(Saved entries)
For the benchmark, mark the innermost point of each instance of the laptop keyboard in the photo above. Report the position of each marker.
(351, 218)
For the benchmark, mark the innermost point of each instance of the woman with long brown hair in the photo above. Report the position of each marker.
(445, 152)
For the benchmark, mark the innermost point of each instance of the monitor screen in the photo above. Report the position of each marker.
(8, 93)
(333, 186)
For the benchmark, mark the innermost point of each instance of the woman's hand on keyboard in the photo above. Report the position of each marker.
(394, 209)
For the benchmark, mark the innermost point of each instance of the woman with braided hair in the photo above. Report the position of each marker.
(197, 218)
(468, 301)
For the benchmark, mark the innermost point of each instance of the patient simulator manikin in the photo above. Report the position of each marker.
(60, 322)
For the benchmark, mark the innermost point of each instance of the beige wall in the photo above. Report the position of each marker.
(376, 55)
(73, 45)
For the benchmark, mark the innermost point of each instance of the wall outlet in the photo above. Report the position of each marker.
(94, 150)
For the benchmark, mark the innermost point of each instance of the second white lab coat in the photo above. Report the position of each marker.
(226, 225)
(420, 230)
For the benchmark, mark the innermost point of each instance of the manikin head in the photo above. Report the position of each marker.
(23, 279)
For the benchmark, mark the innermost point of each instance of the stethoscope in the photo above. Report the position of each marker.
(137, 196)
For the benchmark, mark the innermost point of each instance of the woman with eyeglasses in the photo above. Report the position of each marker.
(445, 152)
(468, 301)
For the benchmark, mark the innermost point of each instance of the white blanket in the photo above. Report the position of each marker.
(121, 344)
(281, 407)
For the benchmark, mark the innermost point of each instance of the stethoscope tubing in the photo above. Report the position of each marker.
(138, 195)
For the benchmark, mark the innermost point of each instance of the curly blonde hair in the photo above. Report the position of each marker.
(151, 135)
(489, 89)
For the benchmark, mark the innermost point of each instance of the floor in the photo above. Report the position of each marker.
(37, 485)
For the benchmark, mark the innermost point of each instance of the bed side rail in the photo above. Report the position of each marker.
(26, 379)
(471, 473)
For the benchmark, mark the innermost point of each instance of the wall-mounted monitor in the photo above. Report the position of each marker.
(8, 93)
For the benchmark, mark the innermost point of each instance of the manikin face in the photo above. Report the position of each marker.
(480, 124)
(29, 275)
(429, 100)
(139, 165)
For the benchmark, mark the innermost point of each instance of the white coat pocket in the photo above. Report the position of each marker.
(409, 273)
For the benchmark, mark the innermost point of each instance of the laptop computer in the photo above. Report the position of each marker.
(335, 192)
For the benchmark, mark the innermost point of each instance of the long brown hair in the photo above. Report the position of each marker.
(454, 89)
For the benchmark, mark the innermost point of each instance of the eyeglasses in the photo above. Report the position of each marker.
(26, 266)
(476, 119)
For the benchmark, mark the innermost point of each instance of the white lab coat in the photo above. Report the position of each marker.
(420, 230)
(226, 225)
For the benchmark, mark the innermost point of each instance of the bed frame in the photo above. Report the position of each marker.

To do:
Recast all of the records above as a Markdown table with two columns, "No." and "Line", putting each nonblank line in its own numbered row.

Answer below:
| No. | Line |
|---|---|
| 1 | For the benchmark, mark the innermost point of each instance of the laptop keyboard in the photo above. Report the position of each marker. |
| 2 | (351, 218) |
| 3 | For the benchmark, mark the innermost point of each instance of the woman with long brown hair in the photo above. Report the position of each marker. |
| 4 | (445, 152) |
| 5 | For the benchmark, mark the innermost point of each instance of the monitor screen in the photo above. Report the position of each marker. |
| 6 | (8, 93) |
| 7 | (333, 186) |
| 8 | For the benchmark, mark the innermost point of each instance of the woman's hand on keyboard in the photo above. Report the position of each marker. |
| 9 | (394, 209) |
| 10 | For the benchmark, mark the innermost point of each instance of the woman with braided hair in the photo above. Report the position of each marker. |
| 11 | (197, 218) |
| 12 | (468, 301) |
| 13 | For the benchmark, mark the innermost point of each instance of the patient simulator manikin in the photo above. Report the position of each marker. |
| 14 | (60, 322) |
| 15 | For the benchmark, mark the innermost point of each instance of the beige wall in the photo above. Report the position of each marker. |
| 16 | (376, 55) |
| 17 | (73, 45) |
| 18 | For the benchmark, mark the innermost point of each instance of the wall outlet in the photo above. Report the position of each marker. |
| 19 | (94, 150) |
| 20 | For the benchmark, mark the innermost point of each instance of the second white lab coat in the photo above. Report the position of each marker. |
| 21 | (226, 225) |
| 22 | (420, 230) |
| 23 | For the benchmark, mark the innermost point of each instance of the manikin head in the photo above. Report the position of each marker. |
| 24 | (23, 279) |
| 25 | For the benchmark, mark the innermost point of each instance of the stethoscope in the photo above. Report the position of each marker. |
| 26 | (137, 196) |
| 27 | For the benchmark, mark the innermost point of each instance of the woman with eyeglasses in the photo above. Report the position of each marker. |
| 28 | (445, 152) |
| 29 | (468, 301) |
| 30 | For the benchmark, mark the innermost point of each instance of the white blanket in the photo above. Report the position of each marker. |
| 31 | (121, 344) |
| 32 | (281, 407) |
| 33 | For the benchmark, mark the innermost point of each instance of the stethoscope tubing in the photo above. Report the position of each marker. |
| 34 | (138, 195) |
| 35 | For the benchmark, mark the innermost point of each instance of the curly blonde hair in the photo above. Report the position of each marker. |
| 36 | (151, 135) |
| 37 | (489, 89) |
| 38 | For the benchmark, mark the innermost point of each instance of the floor in the photo above. Report the position of each marker. |
| 39 | (37, 485) |
| 40 | For the benchmark, mark the innermost point of each instance of the bed side rail in the photo above. Report the position of each marker. |
| 41 | (26, 379) |
| 42 | (471, 473) |
| 43 | For the benchmark, mark the innermost point of each instance of the wall-mounted monitor in the photo above. Report the position of each marker. |
| 44 | (8, 93) |
| 45 | For the benchmark, mark the innermost point of each instance of the manikin face in the photo above. Report the position of each marker. |
| 46 | (480, 124) |
| 47 | (29, 275) |
| 48 | (429, 100) |
| 49 | (139, 165) |
| 50 | For the benchmark, mark the innermost point of each instance of the white coat pocket in the photo above. Report the position of each marker. |
| 51 | (409, 273) |
| 52 | For the benchmark, mark the innermost point of each instance of the laptop computer in the photo above. Report the position of each marker. |
| 53 | (335, 192) |
| 54 | For the benchmark, mark the innermost point of each instance of the long brown hair in the photo above. Report the position of each marker. |
| 55 | (454, 89) |
| 56 | For the benchmark, mark the innermost point of each instance of the eyeglasses in the photo above. Report the position of each marker. |
| 57 | (26, 266) |
| 58 | (476, 119) |
| 59 | For the benchmark, mark the innermost point of each instance of the white lab coat in the photo above. Report the position of each marker. |
| 60 | (420, 230) |
| 61 | (226, 225) |
| 62 | For the benchmark, mark the innermost point of each instance of the bed frame in the photo above. Report the position of each marker. |